**Job:**
Reproduce the records below exactly as given.

[Point annotation records]
****
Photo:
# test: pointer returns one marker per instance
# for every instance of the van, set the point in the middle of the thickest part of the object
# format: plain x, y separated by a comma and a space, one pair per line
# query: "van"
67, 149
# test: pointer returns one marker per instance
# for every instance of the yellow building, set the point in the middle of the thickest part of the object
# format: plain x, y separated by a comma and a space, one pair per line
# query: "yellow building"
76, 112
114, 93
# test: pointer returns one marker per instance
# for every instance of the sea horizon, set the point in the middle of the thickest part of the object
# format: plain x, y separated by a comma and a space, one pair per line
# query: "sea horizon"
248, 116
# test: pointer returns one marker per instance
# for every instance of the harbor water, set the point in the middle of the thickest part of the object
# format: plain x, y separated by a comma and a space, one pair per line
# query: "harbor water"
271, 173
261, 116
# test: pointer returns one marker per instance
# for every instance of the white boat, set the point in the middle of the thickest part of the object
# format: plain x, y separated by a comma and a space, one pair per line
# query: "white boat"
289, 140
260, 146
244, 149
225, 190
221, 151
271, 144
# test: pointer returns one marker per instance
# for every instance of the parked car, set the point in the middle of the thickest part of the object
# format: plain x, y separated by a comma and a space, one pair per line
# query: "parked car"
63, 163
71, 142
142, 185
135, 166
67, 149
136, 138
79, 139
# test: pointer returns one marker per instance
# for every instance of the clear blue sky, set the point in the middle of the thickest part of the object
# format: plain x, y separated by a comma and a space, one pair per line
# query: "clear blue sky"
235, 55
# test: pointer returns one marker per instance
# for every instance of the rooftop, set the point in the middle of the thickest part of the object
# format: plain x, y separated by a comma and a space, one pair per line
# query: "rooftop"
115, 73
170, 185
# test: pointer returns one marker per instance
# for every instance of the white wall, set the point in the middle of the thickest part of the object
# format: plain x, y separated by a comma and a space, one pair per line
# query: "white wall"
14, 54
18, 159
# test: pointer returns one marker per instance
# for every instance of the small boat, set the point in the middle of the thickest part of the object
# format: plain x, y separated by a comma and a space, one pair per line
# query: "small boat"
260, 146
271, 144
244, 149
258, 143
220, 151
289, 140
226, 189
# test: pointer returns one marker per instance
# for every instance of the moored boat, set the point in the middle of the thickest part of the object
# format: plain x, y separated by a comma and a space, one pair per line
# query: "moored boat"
****
**The output:**
Photo:
# test: pointer returns one marker per instance
# for every instance of the van, set the point in the middle of the thickest part of the object
# format: plain x, y separated by a comma and a space, one pair per line
# query: "van"
67, 149
# test: pointer returns one marker per instance
# for every instance of the yellow building, set the point in the middle of the thickest part of the object
# format: plain x, y separated by a comma and a space, one pair per line
# query: "yellow building"
76, 112
114, 93
# test: pointer returns one marker per instance
# for every instance of the sea horizon, set the point in the middle of the thickest part of the object
# format: plain x, y separated by a comma and a space, one pair per line
# query: "sea horizon"
248, 116
# test: pointer returns one marker per instance
# for every instance of the harbor water, set the point in the middle of the thickest part of the object
# format: plain x, y separated by a comma and a space, one pair per line
# query: "harbor water"
271, 173
261, 116
# test: pointer returns one marker per instance
# for every instance of the white boat, set the point in the middle of the thickest part of the object
# format: plain x, y separated by a comma and a space, one pair per line
# query: "white boat"
289, 140
260, 146
244, 149
225, 190
221, 151
271, 144
# test: pointer returns one marker per instance
# for every instance of the parked car, set the point in the middle of the thickest part of the object
# format: plain x, y separated by a comma and a space, one pair per line
# query: "parked car"
63, 163
71, 142
142, 185
135, 166
67, 149
136, 138
79, 139
# test: pointer returns one marker per instance
# for every instance of the clear blue sky, set the point in the middle of the thickest part of the object
# format: plain x, y separated by a comma and a space, one pair per line
# query: "clear blue sky"
235, 55
# test: pointer returns one marker per instance
# for every instance of the rooftop, set the point in the middle of the thickest part of the object
# format: plain x, y separated by a comma and a space, one pair per line
# query: "rooftop"
115, 73
170, 185
# test: pointer returns one marker per instance
# for every instance of the white wall, set the point in the middle of the thickest part of the object
# format: plain x, y separated by a comma and a space, one pair per line
# query: "white wall"
14, 54
18, 159
# test: pointer returns one marker per instance
# for every instance of the small boat, set the point in the middle of the thickest part of the object
# format: plain x, y separated by a comma and a space, one pair per line
# query: "small boat"
260, 146
271, 144
244, 149
258, 143
220, 151
289, 140
226, 189
# test: pointer returns one marker per instance
# for every instance of the moored boat, set the point in the middle of the thickest part of the object
# format: plain x, y separated by a comma and a space, one pair per line
# query: "moored boat"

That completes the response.